Exercise objective: Every line below should be repeated exactly as written.

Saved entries
++++++

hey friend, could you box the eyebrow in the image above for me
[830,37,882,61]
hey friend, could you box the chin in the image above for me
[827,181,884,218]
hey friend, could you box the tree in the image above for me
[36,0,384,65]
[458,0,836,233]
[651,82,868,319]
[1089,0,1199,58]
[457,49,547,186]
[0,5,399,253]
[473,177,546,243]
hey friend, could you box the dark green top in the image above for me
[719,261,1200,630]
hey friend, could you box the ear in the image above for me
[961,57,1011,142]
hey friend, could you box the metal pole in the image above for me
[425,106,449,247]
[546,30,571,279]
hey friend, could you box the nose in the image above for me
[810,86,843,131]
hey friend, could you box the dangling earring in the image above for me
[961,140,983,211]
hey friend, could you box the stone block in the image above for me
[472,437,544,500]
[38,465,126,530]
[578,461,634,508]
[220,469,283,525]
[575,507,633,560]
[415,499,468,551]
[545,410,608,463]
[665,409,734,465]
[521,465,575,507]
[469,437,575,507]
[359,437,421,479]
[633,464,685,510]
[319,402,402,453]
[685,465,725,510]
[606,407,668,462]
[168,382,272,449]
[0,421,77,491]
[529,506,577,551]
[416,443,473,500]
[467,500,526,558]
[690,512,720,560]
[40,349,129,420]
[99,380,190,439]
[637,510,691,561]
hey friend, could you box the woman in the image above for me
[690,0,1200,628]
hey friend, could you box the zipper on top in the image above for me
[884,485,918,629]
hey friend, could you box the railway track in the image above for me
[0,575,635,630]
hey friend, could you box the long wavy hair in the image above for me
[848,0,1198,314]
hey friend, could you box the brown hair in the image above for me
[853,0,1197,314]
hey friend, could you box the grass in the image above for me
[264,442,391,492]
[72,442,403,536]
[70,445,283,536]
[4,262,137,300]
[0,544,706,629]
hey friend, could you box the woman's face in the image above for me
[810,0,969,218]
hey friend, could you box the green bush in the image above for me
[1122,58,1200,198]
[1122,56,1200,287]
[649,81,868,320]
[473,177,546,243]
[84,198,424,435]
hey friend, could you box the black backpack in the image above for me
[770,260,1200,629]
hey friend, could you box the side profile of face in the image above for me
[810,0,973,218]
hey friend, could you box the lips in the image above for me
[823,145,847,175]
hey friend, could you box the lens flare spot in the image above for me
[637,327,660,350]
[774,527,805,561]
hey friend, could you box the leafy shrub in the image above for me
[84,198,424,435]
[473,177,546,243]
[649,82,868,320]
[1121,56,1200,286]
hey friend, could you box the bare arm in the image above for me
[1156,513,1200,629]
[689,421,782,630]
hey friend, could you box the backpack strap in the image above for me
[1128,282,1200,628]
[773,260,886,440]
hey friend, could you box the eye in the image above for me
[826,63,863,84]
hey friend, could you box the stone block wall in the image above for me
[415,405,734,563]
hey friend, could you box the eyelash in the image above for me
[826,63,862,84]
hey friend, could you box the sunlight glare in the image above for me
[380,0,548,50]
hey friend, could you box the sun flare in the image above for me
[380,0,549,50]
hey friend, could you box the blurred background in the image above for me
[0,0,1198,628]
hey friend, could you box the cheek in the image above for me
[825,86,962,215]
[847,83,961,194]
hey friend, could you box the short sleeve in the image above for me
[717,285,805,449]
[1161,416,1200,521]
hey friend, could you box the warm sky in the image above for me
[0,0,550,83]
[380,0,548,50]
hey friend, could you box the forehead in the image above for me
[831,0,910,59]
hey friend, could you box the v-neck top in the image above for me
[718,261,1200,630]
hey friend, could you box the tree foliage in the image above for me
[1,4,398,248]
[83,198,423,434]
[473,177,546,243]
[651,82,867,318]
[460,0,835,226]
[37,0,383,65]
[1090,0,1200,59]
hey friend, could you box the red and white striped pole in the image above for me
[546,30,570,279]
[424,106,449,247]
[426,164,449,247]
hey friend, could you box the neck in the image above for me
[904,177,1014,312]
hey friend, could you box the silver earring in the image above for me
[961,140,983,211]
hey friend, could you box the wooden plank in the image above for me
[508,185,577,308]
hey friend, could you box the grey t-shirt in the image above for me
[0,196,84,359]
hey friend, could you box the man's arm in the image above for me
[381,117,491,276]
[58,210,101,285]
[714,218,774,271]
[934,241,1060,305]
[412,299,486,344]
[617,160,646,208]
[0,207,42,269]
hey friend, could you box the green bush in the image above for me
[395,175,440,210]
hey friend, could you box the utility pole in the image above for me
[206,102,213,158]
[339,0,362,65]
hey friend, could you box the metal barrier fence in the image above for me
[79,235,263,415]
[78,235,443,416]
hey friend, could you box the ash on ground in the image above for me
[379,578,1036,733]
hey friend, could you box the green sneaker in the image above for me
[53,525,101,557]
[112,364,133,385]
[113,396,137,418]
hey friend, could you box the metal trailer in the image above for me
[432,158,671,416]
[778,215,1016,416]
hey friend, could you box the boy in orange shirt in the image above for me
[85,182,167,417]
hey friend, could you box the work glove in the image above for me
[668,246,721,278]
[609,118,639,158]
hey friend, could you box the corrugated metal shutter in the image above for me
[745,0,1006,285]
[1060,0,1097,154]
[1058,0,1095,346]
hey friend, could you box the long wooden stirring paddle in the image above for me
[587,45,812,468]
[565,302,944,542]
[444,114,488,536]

++++++

Output for this exercise:
hey friend, could you box the eyebrow in the image above for me
[830,37,882,61]
hey friend, could you box the chin in the image above for me
[827,181,884,218]
hey friend, could you box the tree in the image above for me
[36,0,384,65]
[458,0,836,233]
[651,82,868,319]
[1089,0,1199,58]
[457,49,547,186]
[0,5,399,253]
[473,177,546,243]
hey friend, could you box the dark green top in the image above for me
[719,261,1200,630]
hey friend, could you box the ear in the image above for me
[961,57,1011,142]
hey friend, could you box the metal pole in the image above for me
[425,106,449,247]
[546,30,571,279]
hey friend, could you box the nose in the image above for me
[810,86,843,131]
hey friend, could you box the dangling earring in the image above for me
[961,140,983,211]
hey friend, could you box the stone block in the image above for me
[472,437,544,500]
[38,465,126,530]
[578,461,634,508]
[220,469,283,525]
[575,507,633,560]
[415,499,468,551]
[545,410,608,463]
[665,409,734,465]
[521,465,575,507]
[469,437,575,507]
[359,437,421,479]
[633,464,685,510]
[319,402,402,453]
[685,465,725,510]
[606,407,668,462]
[168,382,272,449]
[0,421,77,491]
[529,506,577,551]
[416,443,473,500]
[467,500,526,558]
[690,512,720,560]
[40,349,129,420]
[99,380,190,439]
[637,510,691,561]
hey friend, could you box the woman in the image above for me
[690,0,1200,628]
hey friend, could you box the zipper on top in the image above for me
[884,485,918,629]
hey friend, could you box the railway track in the image above for me
[0,575,635,630]
hey friend, could you box the long wavy hair in the image above for me
[848,0,1198,314]
hey friend, could you box the brown hair in the image above for me
[853,0,1197,314]
hey friend, could you box the grass in the image above for me
[264,442,391,492]
[72,442,403,536]
[70,445,283,536]
[4,262,137,300]
[0,544,706,629]
hey friend, could you box the woman's face in the image above for me
[810,0,969,218]
hey friend, could you box the green bush in the image above for me
[1122,58,1200,198]
[1122,56,1200,287]
[649,81,868,320]
[473,177,546,243]
[84,198,424,435]
hey friend, could you box the black backpack in the image above for me
[770,260,1200,629]
hey friend, could you box the side profile of face in the image above for me
[810,0,973,218]
hey friend, could you box the lips in the image above for me
[823,145,847,175]
hey friend, could you box the lens flare spot in the image above for me
[637,327,660,350]
[774,527,805,561]
hey friend, could you box the leafy shrub in the image above for me
[84,198,424,435]
[473,177,546,243]
[649,82,868,320]
[1121,56,1200,286]
hey friend, could you box the bare arm in the image above for me
[1156,513,1200,629]
[689,421,782,630]
hey friend, could you box the backpack strap in the image above for me
[1128,282,1200,628]
[773,260,886,440]
hey friend, could you box the eye in the image above for me
[826,63,863,84]
hey friend, could you box the stone block wall in the image above for me
[415,405,734,563]
hey friend, could you box the eyelash in the image above for me
[826,63,862,84]
hey friend, could you box the sunlight glare in the image above for me
[380,0,548,50]
hey friend, could you box the sun flare in the image above for me
[380,0,549,50]
hey friend, could you box the blurred background in the image above for me
[0,0,1198,628]
hey friend, could you box the cheek in the image above for me
[825,86,962,215]
[847,83,961,194]
hey friend, could you box the short sleeve in the image above for me
[717,285,805,449]
[1161,416,1200,521]
hey friend, could you box the warm sky in the image above for me
[0,0,550,83]
[380,0,548,50]
hey friend, could you box the forehead in the image above for me
[831,0,910,59]
hey friend, could you box the v-neck top in the image above for me
[718,261,1200,630]
hey friend, could you box the tree foliage in the image above for me
[1,4,398,248]
[83,198,423,434]
[473,177,546,243]
[651,82,867,318]
[460,0,835,226]
[37,0,383,65]
[1090,0,1200,59]
hey friend, could you box the red and white striped pole in the image above for me
[546,30,570,279]
[424,106,449,247]
[426,164,449,247]
hey friend, could you box the neck in the image above for me
[904,177,1014,312]
hey friend, could you box the silver earring in the image above for me
[961,140,983,211]
hey friend, could you box the wooden plank in the image above for me
[508,185,577,308]
hey friend, could you box the grey t-shirt in the image above for me
[0,196,84,359]
hey friend, could you box the man's arm in the image above for me
[381,117,491,276]
[58,210,101,285]
[714,218,774,271]
[934,241,1060,305]
[412,299,486,344]
[617,160,646,208]
[0,207,42,269]
hey friend, could you box the green bush in the image above for me
[395,175,440,210]
hey friend, could you box the utility pole in the image above for me
[206,102,213,158]
[339,0,362,65]
hey friend, could you box the metal barrier fence in the image above for me
[79,235,263,415]
[78,235,443,416]
hey friend, could you box the ash on ground in the image above for me
[379,578,1036,733]
hey friend, could you box the green sneaker in the image above for me
[53,525,101,557]
[112,364,133,385]
[113,396,137,418]
hey friend, could you box the metal trailer in the image above for me
[432,158,671,416]
[778,215,1016,416]
hey friend, could you box the boy in orange shirt in the image above for me
[85,182,167,417]
hey friend, could you box the work glove in the image above for me
[668,246,721,278]
[609,118,639,158]
hey friend, could you box the corrugated metal shutter in the image above for me
[745,0,1006,285]
[1060,0,1097,154]
[1058,0,1095,346]
hey friend, could you box the long wooden stirring paddle in the image above for me
[587,45,812,468]
[565,302,944,542]
[444,114,488,536]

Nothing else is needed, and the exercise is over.